Exercise instructions: Starting at the top of the data and ending with the line that holds "Target: woman's eye", transcribe each line exactly; include both ends.

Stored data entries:
○ ○ ○
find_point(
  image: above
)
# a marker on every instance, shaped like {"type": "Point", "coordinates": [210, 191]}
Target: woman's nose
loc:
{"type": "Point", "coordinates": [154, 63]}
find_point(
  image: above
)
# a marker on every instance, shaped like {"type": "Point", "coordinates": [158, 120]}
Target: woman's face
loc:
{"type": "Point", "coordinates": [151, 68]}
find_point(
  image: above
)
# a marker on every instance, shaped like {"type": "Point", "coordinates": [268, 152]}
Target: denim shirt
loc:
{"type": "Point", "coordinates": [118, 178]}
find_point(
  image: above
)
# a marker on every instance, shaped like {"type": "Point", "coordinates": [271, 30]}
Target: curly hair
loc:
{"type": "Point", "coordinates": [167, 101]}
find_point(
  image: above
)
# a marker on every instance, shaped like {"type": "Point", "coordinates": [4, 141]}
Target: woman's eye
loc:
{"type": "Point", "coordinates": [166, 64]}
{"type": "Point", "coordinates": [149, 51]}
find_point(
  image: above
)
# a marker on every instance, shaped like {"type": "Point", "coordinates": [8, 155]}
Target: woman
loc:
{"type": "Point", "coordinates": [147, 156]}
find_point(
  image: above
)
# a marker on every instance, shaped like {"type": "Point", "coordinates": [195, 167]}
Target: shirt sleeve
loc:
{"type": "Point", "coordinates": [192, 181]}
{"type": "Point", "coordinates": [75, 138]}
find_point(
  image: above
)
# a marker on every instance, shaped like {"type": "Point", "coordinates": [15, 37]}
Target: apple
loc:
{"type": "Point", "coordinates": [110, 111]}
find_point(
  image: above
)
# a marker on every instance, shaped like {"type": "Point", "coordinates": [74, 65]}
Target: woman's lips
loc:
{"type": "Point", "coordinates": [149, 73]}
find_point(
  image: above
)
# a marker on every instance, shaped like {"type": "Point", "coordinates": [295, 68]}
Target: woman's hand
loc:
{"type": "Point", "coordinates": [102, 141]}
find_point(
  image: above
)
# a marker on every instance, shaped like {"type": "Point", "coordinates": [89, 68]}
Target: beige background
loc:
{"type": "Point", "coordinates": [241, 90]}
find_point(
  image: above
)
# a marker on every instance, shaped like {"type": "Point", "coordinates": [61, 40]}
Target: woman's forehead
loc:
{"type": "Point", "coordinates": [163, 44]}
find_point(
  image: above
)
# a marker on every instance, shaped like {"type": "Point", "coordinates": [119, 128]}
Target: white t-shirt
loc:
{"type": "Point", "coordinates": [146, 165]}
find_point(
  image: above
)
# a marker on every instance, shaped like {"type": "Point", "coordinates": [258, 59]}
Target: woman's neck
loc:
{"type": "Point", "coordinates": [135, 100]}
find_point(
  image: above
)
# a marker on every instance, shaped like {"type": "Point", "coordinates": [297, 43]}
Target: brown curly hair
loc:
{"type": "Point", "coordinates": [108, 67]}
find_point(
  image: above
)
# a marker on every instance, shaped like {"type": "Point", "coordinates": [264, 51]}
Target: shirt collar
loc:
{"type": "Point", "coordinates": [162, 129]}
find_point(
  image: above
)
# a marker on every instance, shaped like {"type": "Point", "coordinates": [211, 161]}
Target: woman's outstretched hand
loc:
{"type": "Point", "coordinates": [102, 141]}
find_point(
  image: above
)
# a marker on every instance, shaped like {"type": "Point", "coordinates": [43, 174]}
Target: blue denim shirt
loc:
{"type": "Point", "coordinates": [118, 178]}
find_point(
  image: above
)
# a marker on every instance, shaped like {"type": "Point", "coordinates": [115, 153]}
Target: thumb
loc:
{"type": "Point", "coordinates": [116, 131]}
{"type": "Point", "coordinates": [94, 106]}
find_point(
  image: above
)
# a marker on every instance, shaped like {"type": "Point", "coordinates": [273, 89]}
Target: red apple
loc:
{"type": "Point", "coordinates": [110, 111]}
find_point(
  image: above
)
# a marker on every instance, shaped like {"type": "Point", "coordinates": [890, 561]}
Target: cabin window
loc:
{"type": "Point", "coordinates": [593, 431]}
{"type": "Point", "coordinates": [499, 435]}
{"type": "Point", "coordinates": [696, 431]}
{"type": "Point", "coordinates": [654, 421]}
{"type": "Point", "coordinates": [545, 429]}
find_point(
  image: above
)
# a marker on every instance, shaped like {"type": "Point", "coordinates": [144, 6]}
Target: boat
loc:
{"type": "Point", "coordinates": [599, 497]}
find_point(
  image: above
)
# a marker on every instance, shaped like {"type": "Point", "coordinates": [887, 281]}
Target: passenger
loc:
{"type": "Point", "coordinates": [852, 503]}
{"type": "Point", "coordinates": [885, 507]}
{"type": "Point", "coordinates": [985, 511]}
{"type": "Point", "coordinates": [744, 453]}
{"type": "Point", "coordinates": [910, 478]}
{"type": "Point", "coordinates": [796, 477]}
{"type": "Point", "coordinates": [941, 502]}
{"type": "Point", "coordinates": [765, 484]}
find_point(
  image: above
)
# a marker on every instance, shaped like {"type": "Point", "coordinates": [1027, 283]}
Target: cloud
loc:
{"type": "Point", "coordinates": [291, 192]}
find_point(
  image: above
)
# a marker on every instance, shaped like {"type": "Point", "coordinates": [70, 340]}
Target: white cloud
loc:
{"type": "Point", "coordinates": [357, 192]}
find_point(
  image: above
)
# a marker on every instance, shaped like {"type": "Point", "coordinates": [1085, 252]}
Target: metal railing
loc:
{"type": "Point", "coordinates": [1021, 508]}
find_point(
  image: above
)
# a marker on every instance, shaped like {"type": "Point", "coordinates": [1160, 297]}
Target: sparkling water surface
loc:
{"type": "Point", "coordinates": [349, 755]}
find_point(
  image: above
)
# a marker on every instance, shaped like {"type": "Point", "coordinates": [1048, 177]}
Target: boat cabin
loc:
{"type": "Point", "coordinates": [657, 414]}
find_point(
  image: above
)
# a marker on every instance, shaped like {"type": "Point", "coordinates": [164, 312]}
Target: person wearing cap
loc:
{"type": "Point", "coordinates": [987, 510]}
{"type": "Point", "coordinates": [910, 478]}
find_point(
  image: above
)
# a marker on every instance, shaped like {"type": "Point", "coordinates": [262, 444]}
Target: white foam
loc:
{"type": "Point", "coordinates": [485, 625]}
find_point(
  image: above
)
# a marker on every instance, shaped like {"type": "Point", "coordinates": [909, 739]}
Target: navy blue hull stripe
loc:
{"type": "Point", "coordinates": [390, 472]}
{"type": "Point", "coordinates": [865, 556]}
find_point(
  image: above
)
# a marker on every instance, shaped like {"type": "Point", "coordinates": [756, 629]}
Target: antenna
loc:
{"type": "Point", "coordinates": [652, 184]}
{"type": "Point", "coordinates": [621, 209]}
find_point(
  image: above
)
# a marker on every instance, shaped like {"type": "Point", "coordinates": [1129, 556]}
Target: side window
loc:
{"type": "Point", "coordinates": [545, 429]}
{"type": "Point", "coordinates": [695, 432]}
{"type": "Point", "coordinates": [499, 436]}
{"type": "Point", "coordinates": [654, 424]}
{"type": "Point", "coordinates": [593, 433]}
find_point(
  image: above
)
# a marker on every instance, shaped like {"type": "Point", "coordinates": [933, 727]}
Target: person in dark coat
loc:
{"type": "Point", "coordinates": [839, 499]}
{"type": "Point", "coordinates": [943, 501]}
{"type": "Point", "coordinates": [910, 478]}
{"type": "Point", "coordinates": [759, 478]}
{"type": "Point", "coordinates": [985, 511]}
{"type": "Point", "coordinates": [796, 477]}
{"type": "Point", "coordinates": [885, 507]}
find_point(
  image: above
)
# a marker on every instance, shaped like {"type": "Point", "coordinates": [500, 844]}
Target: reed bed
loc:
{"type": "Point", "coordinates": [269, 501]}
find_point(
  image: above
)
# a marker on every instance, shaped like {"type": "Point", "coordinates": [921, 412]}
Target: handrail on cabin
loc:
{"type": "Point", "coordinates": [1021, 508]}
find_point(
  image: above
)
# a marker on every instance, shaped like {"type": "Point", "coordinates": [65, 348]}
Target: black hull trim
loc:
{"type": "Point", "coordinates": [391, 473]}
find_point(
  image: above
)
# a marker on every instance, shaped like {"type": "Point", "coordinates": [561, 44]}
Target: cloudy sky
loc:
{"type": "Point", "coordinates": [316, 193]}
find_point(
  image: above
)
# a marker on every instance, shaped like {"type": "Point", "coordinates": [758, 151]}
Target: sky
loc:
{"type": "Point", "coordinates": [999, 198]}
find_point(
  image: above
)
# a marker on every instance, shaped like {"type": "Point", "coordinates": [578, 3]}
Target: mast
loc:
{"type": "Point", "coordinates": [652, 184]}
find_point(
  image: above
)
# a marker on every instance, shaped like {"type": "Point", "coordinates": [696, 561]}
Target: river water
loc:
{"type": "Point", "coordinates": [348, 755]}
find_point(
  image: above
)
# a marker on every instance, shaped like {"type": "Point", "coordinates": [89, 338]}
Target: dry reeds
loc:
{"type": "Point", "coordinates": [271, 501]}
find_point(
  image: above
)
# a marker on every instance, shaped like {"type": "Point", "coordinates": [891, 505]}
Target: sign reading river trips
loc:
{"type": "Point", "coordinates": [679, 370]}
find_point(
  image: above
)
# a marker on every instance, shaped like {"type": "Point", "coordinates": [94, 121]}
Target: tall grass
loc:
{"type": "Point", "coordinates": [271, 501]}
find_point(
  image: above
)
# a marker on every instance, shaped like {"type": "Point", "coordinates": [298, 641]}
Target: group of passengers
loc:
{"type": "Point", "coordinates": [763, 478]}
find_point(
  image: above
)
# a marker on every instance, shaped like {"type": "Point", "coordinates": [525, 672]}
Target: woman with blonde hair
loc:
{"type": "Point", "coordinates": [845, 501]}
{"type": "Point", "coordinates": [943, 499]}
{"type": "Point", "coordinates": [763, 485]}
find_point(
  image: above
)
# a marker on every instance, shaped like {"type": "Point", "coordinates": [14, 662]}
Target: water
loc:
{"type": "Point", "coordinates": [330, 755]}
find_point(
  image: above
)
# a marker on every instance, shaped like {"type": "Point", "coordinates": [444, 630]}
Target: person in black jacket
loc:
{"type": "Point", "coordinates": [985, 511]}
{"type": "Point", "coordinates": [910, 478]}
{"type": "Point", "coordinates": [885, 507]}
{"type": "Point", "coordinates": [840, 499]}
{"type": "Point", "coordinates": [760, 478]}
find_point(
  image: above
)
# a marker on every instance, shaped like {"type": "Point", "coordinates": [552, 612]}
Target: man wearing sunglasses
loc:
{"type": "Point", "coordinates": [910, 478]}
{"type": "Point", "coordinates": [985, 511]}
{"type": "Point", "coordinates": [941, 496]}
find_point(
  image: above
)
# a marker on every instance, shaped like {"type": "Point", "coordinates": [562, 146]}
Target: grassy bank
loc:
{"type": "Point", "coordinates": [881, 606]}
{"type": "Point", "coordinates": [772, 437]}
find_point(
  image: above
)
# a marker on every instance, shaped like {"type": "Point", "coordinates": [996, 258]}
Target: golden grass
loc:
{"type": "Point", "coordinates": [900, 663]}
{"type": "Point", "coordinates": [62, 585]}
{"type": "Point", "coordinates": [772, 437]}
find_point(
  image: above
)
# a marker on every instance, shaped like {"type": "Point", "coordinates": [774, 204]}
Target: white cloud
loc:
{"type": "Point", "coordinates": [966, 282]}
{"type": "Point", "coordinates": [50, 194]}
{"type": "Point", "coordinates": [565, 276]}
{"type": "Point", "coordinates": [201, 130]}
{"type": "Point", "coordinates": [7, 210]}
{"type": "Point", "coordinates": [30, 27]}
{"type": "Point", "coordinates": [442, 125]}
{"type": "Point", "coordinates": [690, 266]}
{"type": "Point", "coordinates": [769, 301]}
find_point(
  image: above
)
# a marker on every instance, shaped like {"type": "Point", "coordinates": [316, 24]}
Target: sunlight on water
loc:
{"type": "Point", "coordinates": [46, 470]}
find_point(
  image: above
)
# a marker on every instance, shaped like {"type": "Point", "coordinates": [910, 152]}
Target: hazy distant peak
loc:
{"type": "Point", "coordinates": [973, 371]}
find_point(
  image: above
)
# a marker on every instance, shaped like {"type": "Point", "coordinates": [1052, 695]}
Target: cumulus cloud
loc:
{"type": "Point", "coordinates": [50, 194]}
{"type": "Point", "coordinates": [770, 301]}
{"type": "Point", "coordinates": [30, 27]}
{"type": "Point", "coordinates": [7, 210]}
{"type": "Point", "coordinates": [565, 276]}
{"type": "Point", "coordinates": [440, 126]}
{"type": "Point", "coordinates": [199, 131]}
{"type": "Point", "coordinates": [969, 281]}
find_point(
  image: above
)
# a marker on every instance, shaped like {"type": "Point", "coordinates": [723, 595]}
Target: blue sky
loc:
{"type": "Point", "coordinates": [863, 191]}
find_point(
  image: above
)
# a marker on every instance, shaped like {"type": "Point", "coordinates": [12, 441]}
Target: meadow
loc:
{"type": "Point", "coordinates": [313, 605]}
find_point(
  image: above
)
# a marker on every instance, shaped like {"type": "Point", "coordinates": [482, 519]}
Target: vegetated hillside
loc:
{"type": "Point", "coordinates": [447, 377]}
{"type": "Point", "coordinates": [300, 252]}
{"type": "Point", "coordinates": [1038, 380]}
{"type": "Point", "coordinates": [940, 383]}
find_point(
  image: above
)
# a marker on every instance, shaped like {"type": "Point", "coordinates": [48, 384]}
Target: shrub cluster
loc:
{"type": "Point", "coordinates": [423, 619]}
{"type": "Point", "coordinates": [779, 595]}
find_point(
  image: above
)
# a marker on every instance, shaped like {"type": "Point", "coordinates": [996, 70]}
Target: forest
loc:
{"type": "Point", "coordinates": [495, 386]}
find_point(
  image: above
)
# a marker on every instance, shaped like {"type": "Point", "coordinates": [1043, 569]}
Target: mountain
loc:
○ ○ ○
Written answer:
find_point(
  image: above
)
# a marker on every instance, shaped like {"type": "Point", "coordinates": [210, 191]}
Target: woman's nose
loc:
{"type": "Point", "coordinates": [154, 63]}
find_point(
  image: above
)
# a marker on every instance, shaped like {"type": "Point", "coordinates": [158, 120]}
Target: woman's face
loc:
{"type": "Point", "coordinates": [151, 68]}
find_point(
  image: above
)
# a marker on every instance, shaped like {"type": "Point", "coordinates": [268, 152]}
Target: denim shirt
loc:
{"type": "Point", "coordinates": [118, 178]}
find_point(
  image: above
)
# a marker on every instance, shaped like {"type": "Point", "coordinates": [271, 30]}
Target: curly hair
loc:
{"type": "Point", "coordinates": [167, 101]}
find_point(
  image: above
)
# a marker on every instance, shaped like {"type": "Point", "coordinates": [4, 141]}
Target: woman's eye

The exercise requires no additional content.